STORED RECORDS
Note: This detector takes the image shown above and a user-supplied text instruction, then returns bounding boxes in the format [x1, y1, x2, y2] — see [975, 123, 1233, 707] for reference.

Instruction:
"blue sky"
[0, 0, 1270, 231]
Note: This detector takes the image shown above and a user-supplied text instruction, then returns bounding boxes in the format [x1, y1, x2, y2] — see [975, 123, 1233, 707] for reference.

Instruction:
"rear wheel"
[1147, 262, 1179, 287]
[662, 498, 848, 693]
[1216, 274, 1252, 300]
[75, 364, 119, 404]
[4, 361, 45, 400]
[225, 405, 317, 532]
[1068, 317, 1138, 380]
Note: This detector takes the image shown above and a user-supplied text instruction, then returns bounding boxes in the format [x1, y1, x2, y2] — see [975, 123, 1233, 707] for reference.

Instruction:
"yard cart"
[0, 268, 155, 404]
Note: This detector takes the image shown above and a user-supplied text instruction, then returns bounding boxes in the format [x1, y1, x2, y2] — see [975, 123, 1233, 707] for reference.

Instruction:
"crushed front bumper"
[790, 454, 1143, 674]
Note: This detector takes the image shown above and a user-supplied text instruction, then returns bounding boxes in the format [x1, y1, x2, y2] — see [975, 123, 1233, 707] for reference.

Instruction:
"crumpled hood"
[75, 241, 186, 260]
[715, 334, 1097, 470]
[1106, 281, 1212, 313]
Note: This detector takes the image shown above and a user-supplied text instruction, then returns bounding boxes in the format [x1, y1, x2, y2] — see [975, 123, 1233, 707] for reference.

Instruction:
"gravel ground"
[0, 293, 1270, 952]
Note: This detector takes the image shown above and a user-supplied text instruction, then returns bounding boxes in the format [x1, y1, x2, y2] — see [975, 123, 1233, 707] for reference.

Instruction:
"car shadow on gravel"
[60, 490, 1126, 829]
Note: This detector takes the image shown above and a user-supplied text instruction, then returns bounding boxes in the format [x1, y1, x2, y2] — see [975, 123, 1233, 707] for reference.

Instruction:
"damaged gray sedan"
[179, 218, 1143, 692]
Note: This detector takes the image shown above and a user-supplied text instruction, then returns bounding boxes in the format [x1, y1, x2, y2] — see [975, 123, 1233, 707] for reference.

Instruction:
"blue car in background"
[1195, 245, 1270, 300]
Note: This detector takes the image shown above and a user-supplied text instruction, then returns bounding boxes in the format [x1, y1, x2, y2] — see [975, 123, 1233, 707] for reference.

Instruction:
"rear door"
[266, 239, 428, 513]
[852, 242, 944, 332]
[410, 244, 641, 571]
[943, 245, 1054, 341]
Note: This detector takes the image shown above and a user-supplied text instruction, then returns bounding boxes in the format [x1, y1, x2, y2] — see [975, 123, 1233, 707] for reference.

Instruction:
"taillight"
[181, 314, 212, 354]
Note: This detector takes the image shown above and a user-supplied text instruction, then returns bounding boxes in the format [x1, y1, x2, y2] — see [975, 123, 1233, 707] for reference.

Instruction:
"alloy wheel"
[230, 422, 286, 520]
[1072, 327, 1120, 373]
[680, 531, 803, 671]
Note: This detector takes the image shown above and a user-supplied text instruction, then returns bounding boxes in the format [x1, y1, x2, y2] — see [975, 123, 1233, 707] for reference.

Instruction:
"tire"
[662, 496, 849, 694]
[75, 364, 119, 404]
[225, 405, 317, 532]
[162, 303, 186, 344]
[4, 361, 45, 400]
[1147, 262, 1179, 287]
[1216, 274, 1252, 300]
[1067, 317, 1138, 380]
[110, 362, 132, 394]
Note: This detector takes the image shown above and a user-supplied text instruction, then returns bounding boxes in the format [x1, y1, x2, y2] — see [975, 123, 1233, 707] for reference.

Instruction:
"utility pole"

WHAT TO DO
Copy everything from the first line of the material above down to the line containing "[790, 454, 1143, 674]", both ends included, reproducing each line without change.

THE SOLUTION
Note: This detector takes the image shown above and a user-supplied text instruction, then returns bounding boxes in the format [x1, y1, x2, y2] — see [975, 123, 1233, 707] for reference.

Instruction:
"blue sky"
[0, 0, 1270, 231]
Note: This detector takes the image shown above and a user-supplied text instruction, then returns bounding boxes in the format [x1, y1, x2, y2] — see [975, 123, 1233, 707] for reference.

Instruction:
"rear wheel"
[1147, 262, 1179, 287]
[662, 498, 848, 693]
[1216, 274, 1252, 300]
[75, 364, 119, 404]
[4, 361, 45, 400]
[225, 405, 317, 532]
[1068, 317, 1138, 380]
Note: This detector takes the image shown above and a user-supplied text instruction, then returns bounding boxes in the format [x1, y1, x2, y2] — see [975, 123, 1233, 707] for reference.

Instruction:
"yard cart"
[0, 268, 155, 404]
Note: This detector takes the image shown above and a user-supplied text instruction, then returns bounding boxes in the format [x1, y1, x2, y2] — see [975, 123, 1233, 707] for reference.

Instruction:
"crushed front bumper"
[790, 454, 1143, 674]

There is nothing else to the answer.